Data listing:
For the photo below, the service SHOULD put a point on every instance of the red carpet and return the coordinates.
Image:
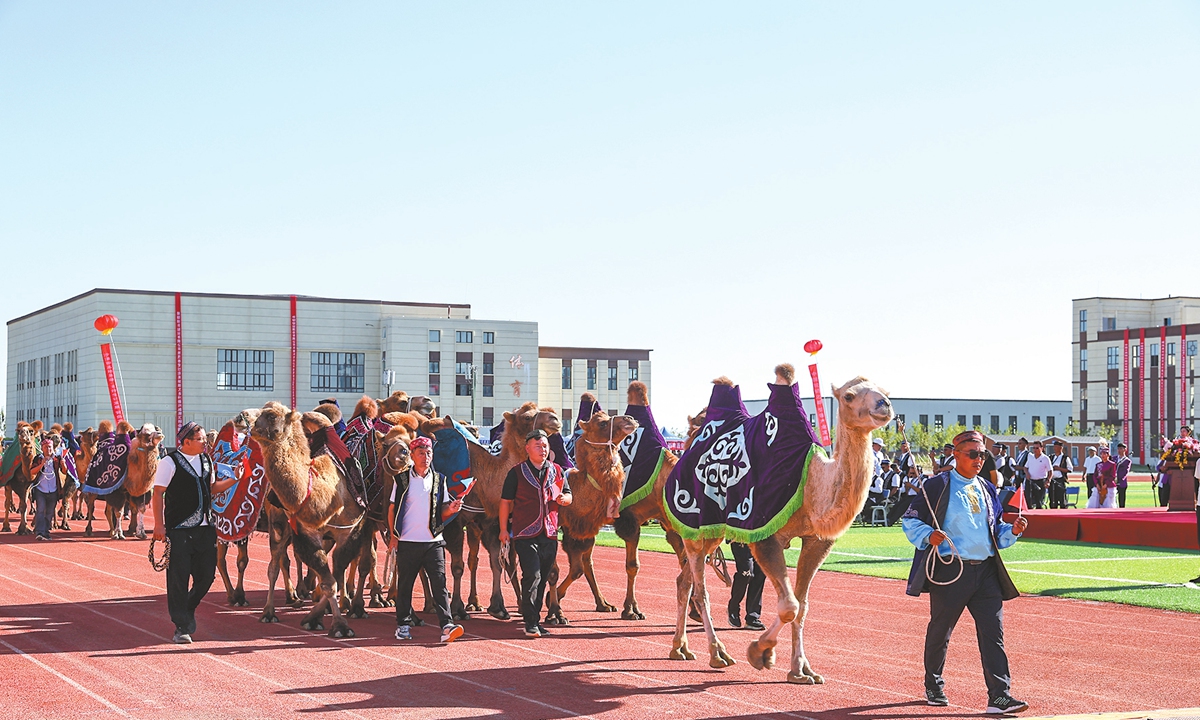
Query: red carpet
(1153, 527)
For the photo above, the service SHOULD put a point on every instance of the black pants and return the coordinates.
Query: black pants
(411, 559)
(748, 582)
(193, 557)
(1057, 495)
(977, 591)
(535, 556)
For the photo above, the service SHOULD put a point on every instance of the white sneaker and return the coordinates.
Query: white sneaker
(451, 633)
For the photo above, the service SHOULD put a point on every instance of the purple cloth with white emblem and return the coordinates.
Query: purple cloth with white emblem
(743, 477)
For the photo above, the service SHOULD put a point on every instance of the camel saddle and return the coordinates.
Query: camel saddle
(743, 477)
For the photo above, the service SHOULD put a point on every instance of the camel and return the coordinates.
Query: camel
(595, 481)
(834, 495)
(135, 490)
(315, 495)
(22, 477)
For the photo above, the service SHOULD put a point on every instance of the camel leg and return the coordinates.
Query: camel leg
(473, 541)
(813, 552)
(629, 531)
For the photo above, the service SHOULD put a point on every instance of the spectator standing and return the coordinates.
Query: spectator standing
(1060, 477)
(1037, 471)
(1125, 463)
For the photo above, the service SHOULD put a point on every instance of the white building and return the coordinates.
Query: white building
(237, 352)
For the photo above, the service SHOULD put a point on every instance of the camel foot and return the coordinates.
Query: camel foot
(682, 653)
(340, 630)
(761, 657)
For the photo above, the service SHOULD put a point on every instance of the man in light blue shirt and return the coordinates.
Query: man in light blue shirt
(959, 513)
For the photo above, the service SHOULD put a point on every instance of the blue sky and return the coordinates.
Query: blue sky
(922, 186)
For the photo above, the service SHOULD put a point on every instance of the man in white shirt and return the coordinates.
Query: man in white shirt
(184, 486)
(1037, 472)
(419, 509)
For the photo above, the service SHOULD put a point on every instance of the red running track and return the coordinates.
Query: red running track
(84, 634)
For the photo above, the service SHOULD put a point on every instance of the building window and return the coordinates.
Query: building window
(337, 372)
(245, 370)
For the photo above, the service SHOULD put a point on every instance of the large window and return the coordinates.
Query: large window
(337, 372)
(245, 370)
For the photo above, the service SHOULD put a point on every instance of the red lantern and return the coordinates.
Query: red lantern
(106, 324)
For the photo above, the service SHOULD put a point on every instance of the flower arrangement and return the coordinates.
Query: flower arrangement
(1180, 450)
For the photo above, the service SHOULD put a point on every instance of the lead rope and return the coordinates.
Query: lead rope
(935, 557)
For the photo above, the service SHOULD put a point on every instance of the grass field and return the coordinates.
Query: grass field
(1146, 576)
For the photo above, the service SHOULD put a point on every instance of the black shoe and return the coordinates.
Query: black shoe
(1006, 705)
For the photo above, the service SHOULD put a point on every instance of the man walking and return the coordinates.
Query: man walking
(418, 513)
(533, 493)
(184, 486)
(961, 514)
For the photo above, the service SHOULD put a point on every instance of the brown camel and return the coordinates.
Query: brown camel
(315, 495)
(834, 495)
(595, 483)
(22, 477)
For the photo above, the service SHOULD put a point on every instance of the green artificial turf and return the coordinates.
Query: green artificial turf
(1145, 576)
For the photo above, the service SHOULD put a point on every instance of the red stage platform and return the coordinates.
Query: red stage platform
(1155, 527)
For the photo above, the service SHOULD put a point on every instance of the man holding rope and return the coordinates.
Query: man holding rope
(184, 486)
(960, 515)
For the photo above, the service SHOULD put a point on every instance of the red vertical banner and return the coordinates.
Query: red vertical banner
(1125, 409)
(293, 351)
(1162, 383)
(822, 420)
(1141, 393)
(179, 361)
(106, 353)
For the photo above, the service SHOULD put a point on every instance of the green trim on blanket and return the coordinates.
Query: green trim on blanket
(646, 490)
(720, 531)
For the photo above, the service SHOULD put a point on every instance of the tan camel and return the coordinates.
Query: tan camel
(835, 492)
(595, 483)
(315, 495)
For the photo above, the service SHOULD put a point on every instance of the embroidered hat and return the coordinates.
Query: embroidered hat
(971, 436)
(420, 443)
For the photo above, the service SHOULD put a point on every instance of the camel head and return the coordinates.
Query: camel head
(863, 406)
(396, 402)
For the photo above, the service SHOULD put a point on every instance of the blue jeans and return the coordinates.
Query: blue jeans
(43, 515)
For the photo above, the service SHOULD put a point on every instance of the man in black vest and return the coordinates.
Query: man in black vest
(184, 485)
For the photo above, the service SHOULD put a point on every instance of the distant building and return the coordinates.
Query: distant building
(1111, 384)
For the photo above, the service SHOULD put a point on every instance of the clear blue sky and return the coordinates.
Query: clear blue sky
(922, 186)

> To do: Output each line exactly; omit every picture.

> Exercise result:
For the photo below, the service SHOULD put a point on every instance of the red carpet and return the coordinates.
Image:
Query: red carpet
(1153, 527)
For the photo above, the service SHOULD put a point on every instance of the black pants and return the coordinates.
Query: black pants
(411, 559)
(748, 582)
(193, 557)
(1057, 495)
(977, 591)
(535, 556)
For the photo above, the service SHOULD put a point on every instance of the white sneaker and return the coordinates.
Query: white sneaker
(451, 633)
For the photo above, the service SHOULD put a point on every instance of the purple cloth with white emblem and return the coordinates.
Query: purple cloth with white emblem
(743, 477)
For the photo above, the service SHOULD put a point on every instance of the camel saddle and return the coordinates.
Query: camel saddle
(743, 477)
For the photo above, the service SHOULD put a point on every instance of the camel and return the coordinates.
Query: camel
(595, 481)
(834, 495)
(135, 490)
(315, 495)
(22, 477)
For the photo above, the service SHOULD put a point on every instance of the camel leg and return the coordinates.
Query: camel leg
(473, 541)
(813, 552)
(629, 531)
For the photo above, the service SHOULD put a point on every instance of the spectator standing and return the coordinates.
Query: spectator standing
(1060, 477)
(1037, 471)
(1125, 463)
For the photo above, the service SHOULD put a point on every instance of the white building and return the coordinates.
Query: white building
(237, 352)
For the photo above, the service SHOULD put a point on every instance of the camel foot and return the coordinates.
Query: camel foot
(682, 653)
(340, 630)
(761, 657)
For the photo above, the service SHOULD put a point on every instance of the man in light blue shirt and return the coordinates.
Query: man in light blue shirt
(959, 513)
For the photo above, the service SHOULD put a point on every instance of the blue sky and return the coordinates.
Query: blue sky
(922, 186)
For the photo above, the service SHOULD put a point on every instance of the man in white shirt and return the coordinates.
Query: man in white shirt
(184, 486)
(1037, 472)
(419, 509)
For the photo above, the service SHOULD put a point on every instance of the red running track and return the coordinates.
Query: red running track
(84, 634)
For the photo above, the service SHOULD put a point on every instance of the building window and return the coordinates.
Query: building window
(337, 372)
(245, 370)
For the photo above, the service SHOULD put a point on every instance of the large window and return the coordinates.
Query: large window
(337, 372)
(245, 370)
For the photo above, the service SHOULD put a point on every instance of the red lantern and return the coordinates.
Query: red lantern
(106, 324)
For the photo above, the service SHOULD put a point on every instance of the flower arrangement and return the coordinates.
Query: flower arrangement
(1180, 450)
For the photo above, the service SHOULD put a point on every instance of the lead rope and return the coordinates.
Query: lead rope
(935, 557)
For the photo above, the service SHOULD put a point on every instance of the grass field and return the coordinates.
Query: grass field
(1146, 576)
For the photo above, the service SHOULD put a point on every instance of the black shoe and return the coordinates.
Query: black shoe
(1006, 705)
For the photo above, the service SHOULD put a point on every instance of the man walking and return the coordinates.
Query: man walking
(418, 513)
(533, 493)
(184, 486)
(961, 514)
For the photo above, the service SHOULD put a point on every instance of the brown camel and return the coordinates.
Query: brown camel
(315, 495)
(834, 495)
(595, 483)
(22, 477)
For the photo above, the service SHOULD put a point on every instance of the green artificial turf and return the coordinates.
Query: green artificial turf
(1145, 576)
For the photo above, the service SHOULD put a point on every instance of the red stage platform and return the coordinates.
Query: red stage platform
(1155, 527)
For the photo above, the service SHOULD put a point on every instance of the man holding rope and return the coordinates.
Query: man holding rope
(184, 486)
(960, 515)
For the photo above, the service SHOULD put a point on every instance of the red vertical banner and return the coordinates.
Query: red vertical banner
(1125, 409)
(293, 351)
(1162, 383)
(822, 420)
(1141, 393)
(179, 361)
(106, 353)
For the photo above, the service SHOULD put a point on every instance of the green trim on blanket and return the coordinates.
Query: green trim on blanket
(646, 490)
(720, 531)
For the photo above, the service SHOULD put a point on every instance of the tan camel and return the coordinates.
Query: tan camel
(835, 492)
(595, 483)
(315, 495)
For the photo above, the service SHOULD put a point on every instance of the embroidered hat and return the coordinates.
Query: embroidered hat
(971, 436)
(420, 443)
For the photo above, the service SHOULD put a point on every instance of the camel head and return the coordinates.
Query: camel head
(863, 406)
(396, 402)
For the photo above, the service SHOULD put a point on every instance of the blue jeans and return the coordinates.
Query: blue jeans
(43, 515)
For the photo above, the service SHOULD put a point on every instance of the man in black vest and return the coordinates.
Query: man in black vest
(184, 485)
For the photo above, the service SHOULD put a point on every instance of the distant building and return the coordinates.
Query: distant building
(1111, 384)
For the photo above, the service SHOULD put a point on every instance of the clear blue sky and return the coordinates.
Query: clear blue sky
(922, 186)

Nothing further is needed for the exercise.